10 As part of this discussion of the mental-health treatment notes, the ALJ also made references to Loree-Pryor’s treatment notes, contained in Exhibits 6F and 15F, by stating: In December of 2022, he wanted to go hunting. (Exhibit 6F, p. 76). . . . The claimant reported having anxiety in August of 2022, while going on vacation (Exhibit 15F, p. 78, 81). In August of 2022, the claimant reported to Ms. Loree-Pryor, he was unable to drive, leave his yard, grocery shop by himself or attend any type of social outing (Exhibit 15F, p. 82).
Tr. 23, 25. The ALJ interpreted the mental-health treatment records as a whole, with their references to Plaintiff’s various activities, to be inconsistent with Plaintiff’s claim of total disability, but consistent with an RFC finding limiting him to simple, routine, and repetitive work in a low-stress environment with limited interaction with other people: “The overall record provides multiple inconsistencies about the claimant’s alleged level of limitation and his level of activity. . . . The claimant’s level of activity [described in the treatment records] supports the claimant is not limited beyond the residual functional capacity described above.” Tr. 24, 25. The ALJ then discussed the medical opinion evidence and found that Juriga’s opinion was persuasive, while Loree-Pryor’s opinion was not,7 stating: In February of 2022, State agency consultant, M. Juriga, PhD opined the claimant had mild limitation understanding, remembering, or applying information; moderate limitation interacting with others; moderate limitation concentrating, persisting, or maintaining pace; and moderate limitation adapting or managing oneself (Exhibit 4A). Dr. Juriga opined the claimant retained the ability to perform the basic mental demands of unskilled work; he retained the sustained capacity to meet the basic mental demands of
7 The ALJ never actually stated that he considered Loree-Pryor’s opinion to be unpersuasive, though that apparently was what he found.
11 competitive, remunerative, unskilled work including the ability to: understand, carry out, and remember simple instructions; respond appropriately to supervision, coworkers, and usual work situations; and deal with changes in a routine work setting (Exhibit 4A). This opinion is persuasive. The claimant is able to complete a variety of activities. The mental health treatment notes approaching the date last insured support he was reporting largely stable symptoms with medication (Exhibit 11F).
In September of 2022, Hilda Kay Loree-Pryor, LICSW, CASAC opined the claimant had marked limitations understanding, remembering, or applying information; extreme limitation interacting with others; extreme limitation concentrating, persisting, or maintaining pace; and extreme limitation adapting or managing himself (Exhibit 12F, p. 3). She reported the disorder had lasted more than two years, and the claimant had a minimal capacity to adapt to changes in their environment, or to the demands that are not already a part of daily life (Exhibit 12F, p. 3). She opined the claimant would miss more than four days of work per month (Exhibit 12F, p. 3). The treatment notes prior to the date last insured are not consistent with the level of limitation in this opinion (Exhibit 11F). Furthermore, treatment notes from Dr. Spurling, Dr. Mitchko, and Dr. Hwang show the claimant interacting appropriately with his medical care providers and planned treatment (Exhibits 2F; 3F; 13F). Their treatment notes are not consistent with the claimant having marked and extreme limitations (Id.).

• **Records from a dataset**

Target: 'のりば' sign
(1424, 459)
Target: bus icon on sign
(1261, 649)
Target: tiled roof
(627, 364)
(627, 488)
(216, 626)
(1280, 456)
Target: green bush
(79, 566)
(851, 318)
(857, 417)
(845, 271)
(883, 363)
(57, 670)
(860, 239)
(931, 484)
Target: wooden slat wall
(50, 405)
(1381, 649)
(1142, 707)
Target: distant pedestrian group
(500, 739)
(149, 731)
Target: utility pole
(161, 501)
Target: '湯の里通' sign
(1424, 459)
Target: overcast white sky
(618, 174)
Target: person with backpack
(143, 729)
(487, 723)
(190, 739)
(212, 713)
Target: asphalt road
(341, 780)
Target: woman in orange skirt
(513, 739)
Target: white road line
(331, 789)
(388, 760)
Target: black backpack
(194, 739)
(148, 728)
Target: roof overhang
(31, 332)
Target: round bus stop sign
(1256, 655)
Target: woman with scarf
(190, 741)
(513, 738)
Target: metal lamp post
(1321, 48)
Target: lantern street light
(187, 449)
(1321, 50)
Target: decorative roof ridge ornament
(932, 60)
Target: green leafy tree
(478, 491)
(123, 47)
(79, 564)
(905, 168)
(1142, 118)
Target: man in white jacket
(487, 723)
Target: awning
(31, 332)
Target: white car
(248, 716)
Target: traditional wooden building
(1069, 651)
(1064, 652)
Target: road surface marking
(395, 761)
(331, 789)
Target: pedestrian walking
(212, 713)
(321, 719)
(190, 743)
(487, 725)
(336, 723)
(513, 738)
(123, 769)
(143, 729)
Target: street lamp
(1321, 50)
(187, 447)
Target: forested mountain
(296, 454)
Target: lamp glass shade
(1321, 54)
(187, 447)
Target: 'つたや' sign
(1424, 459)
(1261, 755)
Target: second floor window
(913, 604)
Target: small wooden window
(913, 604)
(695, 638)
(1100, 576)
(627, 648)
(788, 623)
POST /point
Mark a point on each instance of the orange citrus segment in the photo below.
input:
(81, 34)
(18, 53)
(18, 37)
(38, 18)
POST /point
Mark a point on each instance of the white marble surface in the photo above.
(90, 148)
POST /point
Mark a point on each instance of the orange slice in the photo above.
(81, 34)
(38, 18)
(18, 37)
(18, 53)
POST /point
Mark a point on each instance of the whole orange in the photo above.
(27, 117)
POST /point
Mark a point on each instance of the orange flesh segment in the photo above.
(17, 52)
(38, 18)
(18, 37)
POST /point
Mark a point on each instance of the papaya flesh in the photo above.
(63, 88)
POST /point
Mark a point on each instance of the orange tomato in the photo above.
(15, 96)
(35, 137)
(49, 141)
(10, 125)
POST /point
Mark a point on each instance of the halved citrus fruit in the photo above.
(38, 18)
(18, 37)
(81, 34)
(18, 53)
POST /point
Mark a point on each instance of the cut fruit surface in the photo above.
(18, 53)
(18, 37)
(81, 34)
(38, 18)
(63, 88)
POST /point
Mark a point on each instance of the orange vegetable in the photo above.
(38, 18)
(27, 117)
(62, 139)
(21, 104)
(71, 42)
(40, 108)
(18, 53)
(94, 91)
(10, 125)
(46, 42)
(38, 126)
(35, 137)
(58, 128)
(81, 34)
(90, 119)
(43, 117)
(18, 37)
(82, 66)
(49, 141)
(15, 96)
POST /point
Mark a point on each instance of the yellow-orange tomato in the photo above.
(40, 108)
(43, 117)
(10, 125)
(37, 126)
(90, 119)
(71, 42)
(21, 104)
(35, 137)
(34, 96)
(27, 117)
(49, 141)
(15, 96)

• **ACTIVITIES**
1) Duplicate the stretch of the excerpt on the ALJ's disability decision from "11 competitive, remunerative, unskilled" through "medication (Exhibit 11F).".
2) Continue the excerpt on the ALJ's disability decision from its last sentence.

• **ANSWERS GIVEN**
1)
11 competitive, remunerative, unskilled work including the ability to: understand, carry out, and remember simple instructions; respond appropriately to supervision, coworkers, and usual work situations; and deal with changes in a routine work setting (Exhibit 4A). This opinion is persuasive. The claimant is able to complete a variety of activities. The mental health treatment notes approaching the date last insured support he was reporting largely stable symptoms with medication (Exhibit 11F).

2)
Tr. 26. Plaintiff appealed the ALJ’s decision finding him not disabled, but the Appeals Council declined to review the decision, making the ALJ’s decision the final decision of the Commissioner. Tr. 1-3. In this action, Plaintiff maintains that the Commissioner’s decision must be reversed since it contains errors of law and is unsupported by substantial evidence. As discussed more fully below, Plaintiff contends, first, that with regard to the physical aspect of the RFC finding, the ALJ’s determination is erroneous, insofar as it is not based on any
12 medical opinion of record, and unsupported by substantial evidence. Plaintiff further contends that the mental aspect of the RFC finding is also erroneous, inasmuch as it resulted from the ALJ’s failure to follow 20 C.F.R. § 404.1520c when evaluating the medical opinions, and unsupported by substantial evidence.
Defendant disagrees and contends that the ALJ’s decision is free of error under the applicable regulations and supported by substantial evidence. The Court has considered the parties’ submissions and the relevant portions of administrative record. DISCUSSION The ALJ’s RFC Finding Concerning Plaintiff’s Physical Limitations
Plaintiff, who claims to be disabled in part due to knee pain and hand tremors,8 contends that the exertional aspect of the ALJ’s RFC finding is inadequately explained and unsupported by substantial evidence, primarily since it is not based on any medical opinion in the record as to his physical limitations, but, instead, is based on the lay opinion of the ALJ, who mischaracterized the evidence. More specifically, Plaintiff states: [T]he record does not contain a medical opinion addressing Plaintiff’s physical abilities and limitations. The physical findings are based solely upon the ALJ’s lay interpretation of activities of daily living and the raw data in the treatment notes. The ALJ mischaracterized Plaintiff’s activities to infer greater physical [abilities]. Plaintiff’s isolated and sporadic activities performed within his home do not show greater abilities outside of the home on a regular and continuing basis.
8 Tr. 45 (receiving treatment for knee pain and hand tremors).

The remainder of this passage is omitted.